Entries excerpted from a collection:
## Start

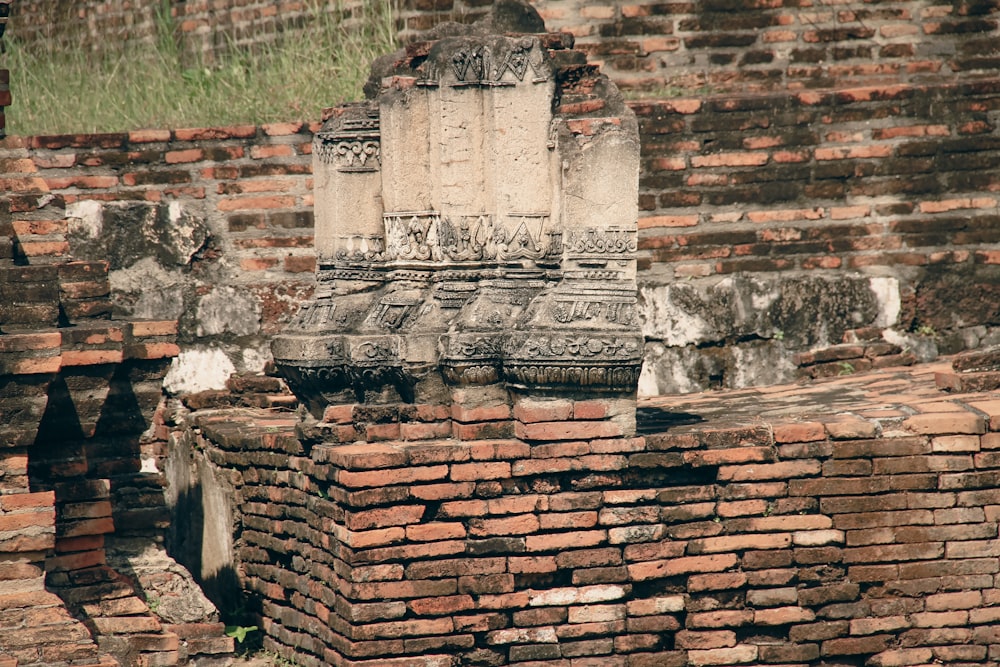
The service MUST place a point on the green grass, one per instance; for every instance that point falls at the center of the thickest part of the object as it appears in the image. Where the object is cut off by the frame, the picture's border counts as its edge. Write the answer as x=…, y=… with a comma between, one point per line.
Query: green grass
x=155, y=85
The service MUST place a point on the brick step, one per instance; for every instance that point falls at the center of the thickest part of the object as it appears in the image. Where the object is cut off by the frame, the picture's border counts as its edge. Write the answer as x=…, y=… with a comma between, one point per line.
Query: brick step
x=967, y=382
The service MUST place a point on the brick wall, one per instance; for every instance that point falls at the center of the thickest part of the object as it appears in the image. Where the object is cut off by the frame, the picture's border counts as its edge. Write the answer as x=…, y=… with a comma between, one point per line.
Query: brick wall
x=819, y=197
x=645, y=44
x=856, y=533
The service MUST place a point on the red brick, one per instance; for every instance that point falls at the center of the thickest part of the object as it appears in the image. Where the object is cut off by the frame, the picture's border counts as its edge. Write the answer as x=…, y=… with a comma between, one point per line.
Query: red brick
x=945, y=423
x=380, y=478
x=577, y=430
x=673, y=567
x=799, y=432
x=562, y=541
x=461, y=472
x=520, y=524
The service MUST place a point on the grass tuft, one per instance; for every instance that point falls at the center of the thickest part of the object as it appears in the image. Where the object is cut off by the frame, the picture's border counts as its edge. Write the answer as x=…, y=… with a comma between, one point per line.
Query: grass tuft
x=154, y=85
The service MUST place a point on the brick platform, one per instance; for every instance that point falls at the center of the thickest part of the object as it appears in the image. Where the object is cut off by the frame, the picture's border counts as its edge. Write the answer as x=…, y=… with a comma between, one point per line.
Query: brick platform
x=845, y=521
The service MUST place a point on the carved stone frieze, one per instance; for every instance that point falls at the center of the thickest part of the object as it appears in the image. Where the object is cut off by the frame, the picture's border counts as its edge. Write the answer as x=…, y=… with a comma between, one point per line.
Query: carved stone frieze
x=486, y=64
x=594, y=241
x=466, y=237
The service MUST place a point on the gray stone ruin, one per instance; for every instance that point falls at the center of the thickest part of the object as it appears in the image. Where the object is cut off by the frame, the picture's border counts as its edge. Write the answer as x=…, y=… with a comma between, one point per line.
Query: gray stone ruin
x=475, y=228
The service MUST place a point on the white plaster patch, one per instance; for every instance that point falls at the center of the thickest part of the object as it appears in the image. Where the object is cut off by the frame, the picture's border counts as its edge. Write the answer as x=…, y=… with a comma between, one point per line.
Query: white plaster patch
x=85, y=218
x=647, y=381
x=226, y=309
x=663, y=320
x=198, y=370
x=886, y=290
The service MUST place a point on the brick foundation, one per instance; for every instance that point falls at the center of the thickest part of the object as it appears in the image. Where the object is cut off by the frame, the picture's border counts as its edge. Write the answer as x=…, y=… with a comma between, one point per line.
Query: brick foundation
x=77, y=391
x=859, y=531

## End
## Start

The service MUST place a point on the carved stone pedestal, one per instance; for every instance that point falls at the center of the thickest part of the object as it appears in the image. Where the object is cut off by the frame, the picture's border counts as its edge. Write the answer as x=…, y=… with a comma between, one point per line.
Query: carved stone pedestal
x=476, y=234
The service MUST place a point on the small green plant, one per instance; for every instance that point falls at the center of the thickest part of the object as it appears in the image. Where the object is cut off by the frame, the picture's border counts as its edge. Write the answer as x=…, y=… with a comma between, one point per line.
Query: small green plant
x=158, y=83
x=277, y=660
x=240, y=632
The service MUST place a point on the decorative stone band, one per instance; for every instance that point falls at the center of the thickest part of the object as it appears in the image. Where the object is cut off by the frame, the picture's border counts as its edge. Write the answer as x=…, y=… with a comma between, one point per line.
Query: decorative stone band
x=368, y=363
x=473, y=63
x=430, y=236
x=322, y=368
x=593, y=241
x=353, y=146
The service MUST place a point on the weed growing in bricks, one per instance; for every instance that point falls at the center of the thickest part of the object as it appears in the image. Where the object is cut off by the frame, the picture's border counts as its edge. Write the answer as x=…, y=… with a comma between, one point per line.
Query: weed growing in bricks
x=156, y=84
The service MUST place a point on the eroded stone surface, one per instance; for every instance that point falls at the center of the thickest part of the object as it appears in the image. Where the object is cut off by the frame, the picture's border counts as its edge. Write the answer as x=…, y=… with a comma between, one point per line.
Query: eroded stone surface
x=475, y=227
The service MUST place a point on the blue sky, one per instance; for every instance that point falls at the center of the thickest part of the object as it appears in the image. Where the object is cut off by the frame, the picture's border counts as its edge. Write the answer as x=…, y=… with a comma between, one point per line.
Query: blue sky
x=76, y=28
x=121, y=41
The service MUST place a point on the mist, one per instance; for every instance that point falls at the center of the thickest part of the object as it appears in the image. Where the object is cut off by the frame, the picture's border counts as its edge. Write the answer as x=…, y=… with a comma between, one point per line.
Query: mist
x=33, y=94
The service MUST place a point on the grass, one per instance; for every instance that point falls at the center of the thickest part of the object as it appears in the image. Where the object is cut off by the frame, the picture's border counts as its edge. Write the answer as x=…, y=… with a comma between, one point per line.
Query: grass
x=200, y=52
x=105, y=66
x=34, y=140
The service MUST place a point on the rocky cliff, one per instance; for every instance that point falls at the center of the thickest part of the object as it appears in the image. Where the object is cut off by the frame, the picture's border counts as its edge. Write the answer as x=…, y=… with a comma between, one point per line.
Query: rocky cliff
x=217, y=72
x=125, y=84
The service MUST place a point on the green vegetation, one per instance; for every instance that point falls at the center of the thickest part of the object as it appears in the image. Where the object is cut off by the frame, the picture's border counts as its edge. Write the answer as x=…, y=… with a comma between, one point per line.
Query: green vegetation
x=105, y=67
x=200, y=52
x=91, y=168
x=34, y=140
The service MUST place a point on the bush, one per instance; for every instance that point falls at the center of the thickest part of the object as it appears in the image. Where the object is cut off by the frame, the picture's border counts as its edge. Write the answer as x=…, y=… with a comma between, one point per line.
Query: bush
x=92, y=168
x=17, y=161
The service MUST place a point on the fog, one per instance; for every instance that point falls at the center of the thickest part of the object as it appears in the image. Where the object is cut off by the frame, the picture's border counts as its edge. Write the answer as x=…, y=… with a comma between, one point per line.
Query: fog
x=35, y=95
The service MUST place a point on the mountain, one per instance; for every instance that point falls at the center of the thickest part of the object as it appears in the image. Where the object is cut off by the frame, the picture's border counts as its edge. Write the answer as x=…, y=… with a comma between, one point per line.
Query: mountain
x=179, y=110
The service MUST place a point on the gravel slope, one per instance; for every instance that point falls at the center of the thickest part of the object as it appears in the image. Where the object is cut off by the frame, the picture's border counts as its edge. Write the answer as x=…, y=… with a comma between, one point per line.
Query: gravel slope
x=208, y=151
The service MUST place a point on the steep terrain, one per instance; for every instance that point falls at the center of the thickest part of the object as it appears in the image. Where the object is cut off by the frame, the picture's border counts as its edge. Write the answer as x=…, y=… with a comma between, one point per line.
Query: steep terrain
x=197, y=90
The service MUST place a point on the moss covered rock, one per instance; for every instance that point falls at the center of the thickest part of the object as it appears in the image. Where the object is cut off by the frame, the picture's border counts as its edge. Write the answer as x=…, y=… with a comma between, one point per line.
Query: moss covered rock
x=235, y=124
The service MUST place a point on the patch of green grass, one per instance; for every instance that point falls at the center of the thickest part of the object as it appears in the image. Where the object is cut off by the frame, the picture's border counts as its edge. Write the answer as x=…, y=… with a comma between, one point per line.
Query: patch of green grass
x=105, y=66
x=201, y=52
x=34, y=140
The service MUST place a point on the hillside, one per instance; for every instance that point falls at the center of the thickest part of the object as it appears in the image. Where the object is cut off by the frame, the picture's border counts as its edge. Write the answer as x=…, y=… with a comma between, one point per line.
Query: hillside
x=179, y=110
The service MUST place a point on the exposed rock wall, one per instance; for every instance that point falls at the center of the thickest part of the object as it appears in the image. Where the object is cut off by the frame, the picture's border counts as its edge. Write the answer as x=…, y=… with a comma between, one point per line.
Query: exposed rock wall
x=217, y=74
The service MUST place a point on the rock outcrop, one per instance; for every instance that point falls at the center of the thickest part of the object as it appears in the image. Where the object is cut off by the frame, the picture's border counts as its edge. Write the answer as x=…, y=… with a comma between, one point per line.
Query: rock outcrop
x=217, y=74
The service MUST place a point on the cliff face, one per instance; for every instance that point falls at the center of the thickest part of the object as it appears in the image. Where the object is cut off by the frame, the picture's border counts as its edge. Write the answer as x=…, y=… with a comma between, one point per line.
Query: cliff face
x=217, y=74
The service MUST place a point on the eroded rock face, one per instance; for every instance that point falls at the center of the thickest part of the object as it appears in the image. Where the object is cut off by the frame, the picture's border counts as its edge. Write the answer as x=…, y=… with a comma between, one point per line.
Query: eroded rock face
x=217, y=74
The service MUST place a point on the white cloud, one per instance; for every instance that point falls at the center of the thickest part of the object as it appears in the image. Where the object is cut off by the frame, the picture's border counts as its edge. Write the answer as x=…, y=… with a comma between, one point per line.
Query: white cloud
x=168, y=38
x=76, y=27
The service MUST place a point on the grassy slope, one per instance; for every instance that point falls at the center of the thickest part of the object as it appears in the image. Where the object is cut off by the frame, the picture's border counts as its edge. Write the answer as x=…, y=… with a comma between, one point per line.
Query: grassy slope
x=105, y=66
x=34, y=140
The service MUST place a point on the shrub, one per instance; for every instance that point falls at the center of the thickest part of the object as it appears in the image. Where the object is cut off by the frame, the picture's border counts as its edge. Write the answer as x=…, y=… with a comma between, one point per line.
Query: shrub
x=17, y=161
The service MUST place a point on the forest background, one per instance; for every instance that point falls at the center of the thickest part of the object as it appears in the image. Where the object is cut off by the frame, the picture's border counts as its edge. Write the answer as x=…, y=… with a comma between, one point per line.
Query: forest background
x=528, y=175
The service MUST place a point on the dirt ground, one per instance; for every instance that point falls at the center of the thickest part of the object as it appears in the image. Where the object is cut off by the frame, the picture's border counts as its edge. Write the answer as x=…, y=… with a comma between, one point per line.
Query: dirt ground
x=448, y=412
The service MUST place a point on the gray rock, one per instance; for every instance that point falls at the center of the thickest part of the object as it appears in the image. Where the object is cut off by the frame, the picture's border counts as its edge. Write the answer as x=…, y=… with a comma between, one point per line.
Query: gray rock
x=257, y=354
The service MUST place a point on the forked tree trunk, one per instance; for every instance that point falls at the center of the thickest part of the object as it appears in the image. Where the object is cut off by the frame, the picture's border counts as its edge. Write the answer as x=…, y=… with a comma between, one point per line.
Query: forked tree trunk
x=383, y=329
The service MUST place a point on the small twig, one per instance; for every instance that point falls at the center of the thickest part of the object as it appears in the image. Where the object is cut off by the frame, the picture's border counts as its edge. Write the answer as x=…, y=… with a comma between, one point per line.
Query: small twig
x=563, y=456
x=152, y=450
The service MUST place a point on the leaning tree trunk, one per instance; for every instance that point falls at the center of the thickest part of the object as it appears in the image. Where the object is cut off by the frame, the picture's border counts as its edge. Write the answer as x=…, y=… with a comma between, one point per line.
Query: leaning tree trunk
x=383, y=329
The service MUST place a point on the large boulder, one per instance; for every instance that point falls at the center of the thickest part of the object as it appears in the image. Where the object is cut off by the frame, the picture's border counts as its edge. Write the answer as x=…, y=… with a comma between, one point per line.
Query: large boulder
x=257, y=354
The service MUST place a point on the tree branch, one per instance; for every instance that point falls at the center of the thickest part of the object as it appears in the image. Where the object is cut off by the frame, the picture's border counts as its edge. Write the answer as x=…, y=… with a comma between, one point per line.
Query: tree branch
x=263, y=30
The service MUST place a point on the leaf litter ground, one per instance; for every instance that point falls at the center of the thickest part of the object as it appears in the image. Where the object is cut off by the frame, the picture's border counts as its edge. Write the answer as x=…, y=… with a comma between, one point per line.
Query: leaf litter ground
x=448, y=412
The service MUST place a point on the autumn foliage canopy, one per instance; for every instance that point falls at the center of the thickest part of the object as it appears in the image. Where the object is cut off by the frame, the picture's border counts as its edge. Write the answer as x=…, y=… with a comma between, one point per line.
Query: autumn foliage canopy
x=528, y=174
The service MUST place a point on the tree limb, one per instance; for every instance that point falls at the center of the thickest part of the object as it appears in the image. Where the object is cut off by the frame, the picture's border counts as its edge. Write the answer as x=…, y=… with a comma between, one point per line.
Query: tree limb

## End
## Start

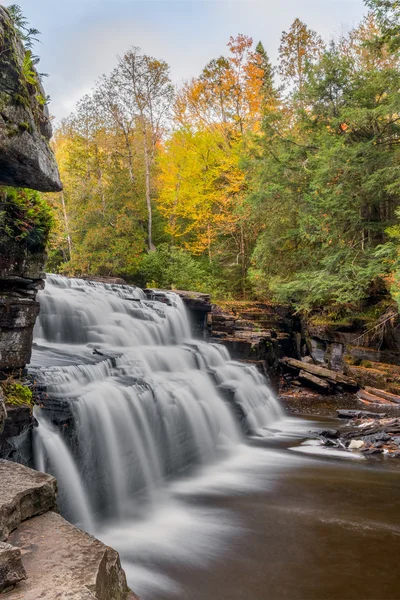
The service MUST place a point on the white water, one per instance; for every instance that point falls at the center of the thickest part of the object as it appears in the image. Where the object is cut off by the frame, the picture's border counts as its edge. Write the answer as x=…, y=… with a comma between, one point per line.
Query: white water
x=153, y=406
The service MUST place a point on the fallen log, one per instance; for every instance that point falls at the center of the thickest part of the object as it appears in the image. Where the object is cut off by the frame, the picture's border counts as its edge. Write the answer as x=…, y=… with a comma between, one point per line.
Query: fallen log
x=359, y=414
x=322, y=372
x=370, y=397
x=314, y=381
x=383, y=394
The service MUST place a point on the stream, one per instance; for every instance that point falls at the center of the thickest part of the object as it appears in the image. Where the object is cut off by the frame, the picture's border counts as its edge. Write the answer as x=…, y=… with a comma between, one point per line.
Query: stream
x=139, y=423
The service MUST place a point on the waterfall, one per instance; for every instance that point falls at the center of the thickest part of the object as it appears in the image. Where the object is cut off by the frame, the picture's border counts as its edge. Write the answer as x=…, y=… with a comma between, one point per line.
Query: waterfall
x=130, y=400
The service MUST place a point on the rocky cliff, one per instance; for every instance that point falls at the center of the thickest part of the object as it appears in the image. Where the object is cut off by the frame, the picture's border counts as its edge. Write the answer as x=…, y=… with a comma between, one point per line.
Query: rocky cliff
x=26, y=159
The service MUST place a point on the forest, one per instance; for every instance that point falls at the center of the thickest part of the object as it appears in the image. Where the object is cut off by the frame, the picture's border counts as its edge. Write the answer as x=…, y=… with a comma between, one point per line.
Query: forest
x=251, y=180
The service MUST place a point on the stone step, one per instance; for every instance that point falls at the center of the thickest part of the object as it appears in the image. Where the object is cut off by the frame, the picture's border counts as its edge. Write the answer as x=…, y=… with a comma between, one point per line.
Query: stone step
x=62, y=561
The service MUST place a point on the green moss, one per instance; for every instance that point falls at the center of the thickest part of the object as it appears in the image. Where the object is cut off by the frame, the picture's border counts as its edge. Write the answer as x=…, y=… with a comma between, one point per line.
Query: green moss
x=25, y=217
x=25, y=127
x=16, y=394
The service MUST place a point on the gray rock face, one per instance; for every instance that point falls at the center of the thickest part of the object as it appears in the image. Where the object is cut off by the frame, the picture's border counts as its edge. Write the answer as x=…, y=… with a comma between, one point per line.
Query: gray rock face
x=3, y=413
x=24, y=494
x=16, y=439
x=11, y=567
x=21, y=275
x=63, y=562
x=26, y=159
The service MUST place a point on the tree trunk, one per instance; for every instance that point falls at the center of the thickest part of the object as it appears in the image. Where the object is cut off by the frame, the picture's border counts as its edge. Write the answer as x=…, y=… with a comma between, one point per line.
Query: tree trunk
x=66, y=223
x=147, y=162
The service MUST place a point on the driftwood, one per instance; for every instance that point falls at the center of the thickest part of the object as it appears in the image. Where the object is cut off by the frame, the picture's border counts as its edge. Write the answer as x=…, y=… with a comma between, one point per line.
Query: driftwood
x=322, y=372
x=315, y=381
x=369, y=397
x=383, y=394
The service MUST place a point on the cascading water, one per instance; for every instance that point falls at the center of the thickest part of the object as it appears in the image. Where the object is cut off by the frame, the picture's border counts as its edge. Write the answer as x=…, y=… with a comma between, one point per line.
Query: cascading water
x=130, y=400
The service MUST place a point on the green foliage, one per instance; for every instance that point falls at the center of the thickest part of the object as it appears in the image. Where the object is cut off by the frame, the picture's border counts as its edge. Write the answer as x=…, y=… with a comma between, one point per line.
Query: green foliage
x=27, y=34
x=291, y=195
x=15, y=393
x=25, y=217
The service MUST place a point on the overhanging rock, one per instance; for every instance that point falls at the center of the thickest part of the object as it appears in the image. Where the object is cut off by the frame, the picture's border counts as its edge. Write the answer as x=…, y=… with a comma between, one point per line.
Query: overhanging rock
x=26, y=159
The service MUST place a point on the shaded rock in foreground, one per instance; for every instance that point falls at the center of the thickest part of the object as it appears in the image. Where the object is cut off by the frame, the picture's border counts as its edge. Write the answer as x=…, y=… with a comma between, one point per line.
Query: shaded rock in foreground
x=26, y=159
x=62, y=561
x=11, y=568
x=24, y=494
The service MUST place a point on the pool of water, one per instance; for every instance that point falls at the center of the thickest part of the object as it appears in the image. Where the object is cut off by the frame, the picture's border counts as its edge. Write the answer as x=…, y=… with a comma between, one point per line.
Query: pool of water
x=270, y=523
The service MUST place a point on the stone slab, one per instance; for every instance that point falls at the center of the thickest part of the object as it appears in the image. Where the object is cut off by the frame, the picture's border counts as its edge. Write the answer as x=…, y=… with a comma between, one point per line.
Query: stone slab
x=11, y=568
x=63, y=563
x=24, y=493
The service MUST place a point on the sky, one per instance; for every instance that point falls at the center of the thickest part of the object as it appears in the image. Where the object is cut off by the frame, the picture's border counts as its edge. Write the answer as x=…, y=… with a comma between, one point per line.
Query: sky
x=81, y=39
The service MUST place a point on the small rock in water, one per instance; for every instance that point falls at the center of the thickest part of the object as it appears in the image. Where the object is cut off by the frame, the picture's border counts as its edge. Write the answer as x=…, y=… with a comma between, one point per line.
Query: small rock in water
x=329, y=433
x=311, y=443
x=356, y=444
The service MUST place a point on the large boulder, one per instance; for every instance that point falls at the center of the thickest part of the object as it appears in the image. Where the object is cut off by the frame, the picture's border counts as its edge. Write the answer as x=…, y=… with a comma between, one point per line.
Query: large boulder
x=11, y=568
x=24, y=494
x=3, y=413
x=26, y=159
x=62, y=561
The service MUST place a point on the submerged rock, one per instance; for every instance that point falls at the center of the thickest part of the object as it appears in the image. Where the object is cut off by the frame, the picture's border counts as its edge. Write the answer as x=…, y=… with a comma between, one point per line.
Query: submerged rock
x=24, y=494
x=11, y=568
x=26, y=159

## End

REQUEST: Count the lines in the entries above that contain the string "mist", matching uppercase and lowercase exactly. Reply with the number alone.

RESULT: 2